Task instructions:
(1) The passage on security validation says when security control validation should be performed. List every timing or occasion it gives.
(2) Write the next part of the passage on security validation, starting after its final sentence.

Given passage:
━━━━━━━━
Breach and Attack Simulation and penetration testing are both approaches to security validation.

Penetration testing, which is most commonly performed by human ethical hackers, is focused on discovering and exploiting vulnerabilities in systems, networks and applications. BAS, on the other hand, is fully automated and used to simulate specific threats such as ransomware and test the effectiveness of security controls against them.

Picus Security’s approach to attack simulation means that simulating threats is practically risk-free.

Typically, simulations rely on agents deployed on specific endpoints in your environment. They allow for a wide range of attack techniques to be simulated. The attack simulations are completely safe and do not target and alter production systems.

Security control validation describes the process of testing and optimizing cyber security controls. With security control validation, security teams can measure the effectiveness of prevention and detection controls and understand if they provide coverage against the latest cyber threats.  Proactive identification of threat coverage and visibility gaps enables security teams to address exposures before attackers can exploit them.

Ever-evolving attack techniques and constant changes in IT environments mean security control validation is essential to quantify cyber risk and optimize threat readiness. Only by validating controls consistently can security teams keep pace with the latest threats and discover gaps before attackers do.

In order to keep pace with the evolving threat landscape and changes in IT, security control validation should be performed regularly. At a minimum, validation should be performed weekly as well as in response to new emerging threats and configuration changes to prevention and detection security controls.
━━━━━━━━
Recorded data:
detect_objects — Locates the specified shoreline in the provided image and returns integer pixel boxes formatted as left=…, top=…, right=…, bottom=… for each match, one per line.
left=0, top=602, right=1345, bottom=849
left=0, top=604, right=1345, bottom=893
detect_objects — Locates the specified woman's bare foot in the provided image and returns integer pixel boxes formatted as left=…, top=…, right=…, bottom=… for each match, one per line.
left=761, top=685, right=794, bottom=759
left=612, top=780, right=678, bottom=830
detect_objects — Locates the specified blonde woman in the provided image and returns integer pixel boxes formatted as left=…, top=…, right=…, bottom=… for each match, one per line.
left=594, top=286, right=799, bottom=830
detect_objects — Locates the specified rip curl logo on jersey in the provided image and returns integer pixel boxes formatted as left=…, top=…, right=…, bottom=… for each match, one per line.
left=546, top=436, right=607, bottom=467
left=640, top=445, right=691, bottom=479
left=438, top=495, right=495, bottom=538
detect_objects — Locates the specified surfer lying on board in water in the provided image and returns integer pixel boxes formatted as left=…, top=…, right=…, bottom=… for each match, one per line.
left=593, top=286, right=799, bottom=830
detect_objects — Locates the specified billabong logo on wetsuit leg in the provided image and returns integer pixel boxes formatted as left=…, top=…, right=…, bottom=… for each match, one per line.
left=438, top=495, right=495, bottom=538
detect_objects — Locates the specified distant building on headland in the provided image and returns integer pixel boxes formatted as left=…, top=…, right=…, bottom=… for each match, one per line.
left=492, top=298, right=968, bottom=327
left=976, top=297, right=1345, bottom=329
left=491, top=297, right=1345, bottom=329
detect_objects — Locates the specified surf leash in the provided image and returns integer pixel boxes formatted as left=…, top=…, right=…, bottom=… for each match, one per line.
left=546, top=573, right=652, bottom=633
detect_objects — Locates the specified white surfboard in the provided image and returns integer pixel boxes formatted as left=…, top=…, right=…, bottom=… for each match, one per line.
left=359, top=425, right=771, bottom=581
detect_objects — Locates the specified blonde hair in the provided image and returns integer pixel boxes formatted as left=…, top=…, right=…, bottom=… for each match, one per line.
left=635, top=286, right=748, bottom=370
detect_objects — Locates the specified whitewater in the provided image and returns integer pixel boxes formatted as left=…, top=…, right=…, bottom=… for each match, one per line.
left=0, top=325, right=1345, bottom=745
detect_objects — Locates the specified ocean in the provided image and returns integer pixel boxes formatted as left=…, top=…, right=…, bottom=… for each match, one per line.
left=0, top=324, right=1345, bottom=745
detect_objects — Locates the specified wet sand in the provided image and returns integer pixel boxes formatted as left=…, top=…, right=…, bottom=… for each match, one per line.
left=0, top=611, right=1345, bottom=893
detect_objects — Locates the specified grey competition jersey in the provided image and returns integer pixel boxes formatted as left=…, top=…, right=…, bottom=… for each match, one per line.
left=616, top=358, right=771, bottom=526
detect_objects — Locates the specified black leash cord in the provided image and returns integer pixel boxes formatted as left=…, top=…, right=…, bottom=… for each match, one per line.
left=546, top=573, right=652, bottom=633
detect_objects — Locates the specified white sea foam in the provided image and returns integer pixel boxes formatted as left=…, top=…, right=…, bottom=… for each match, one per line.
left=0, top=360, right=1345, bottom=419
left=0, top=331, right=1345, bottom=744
━━━━━━━━
Solved tasks:
(1)
- Weekly, at a minimum
- In response to new emerging threats
- In response to configuration changes to prevention and detection security controls

(2)
Traditional security assessments such as vulnerability scanning and penetration testing are focused on the discovery of vulnerabilities and misconfigurations in networks, systems and applications. The purpose of security control validation assessments is not to Identify vulnerabilities but instead validate the effectiveness of security controls to prevent and detect cyber attacks.

To comply with the latest information and data security regulations and standards, organizations must proactively test the effectiveness of security controls and processes. In Europe, The General Data Protection Regulation (GDPR) states that organizations should have a process for regularly testing, assessing and evaluating the effectiveness of technical and organizational measures. ISO-27001, the PCI DSS, and frameworks such as NIST 800-53 also have similar requirements.

To reduce cyber risk, security teams should validate as many network and endpoint security controls as possible. Many organizations start by validating the ability of prevention controls such as firewalls, intrusion prevention systems, and antivirus to block network infiltration and email threats. Validation of EDR and SIEM provides additional assurance by assessing detection capabilities, such as whether detection rules reliably generate alerts when specific adversary behaviors are identified.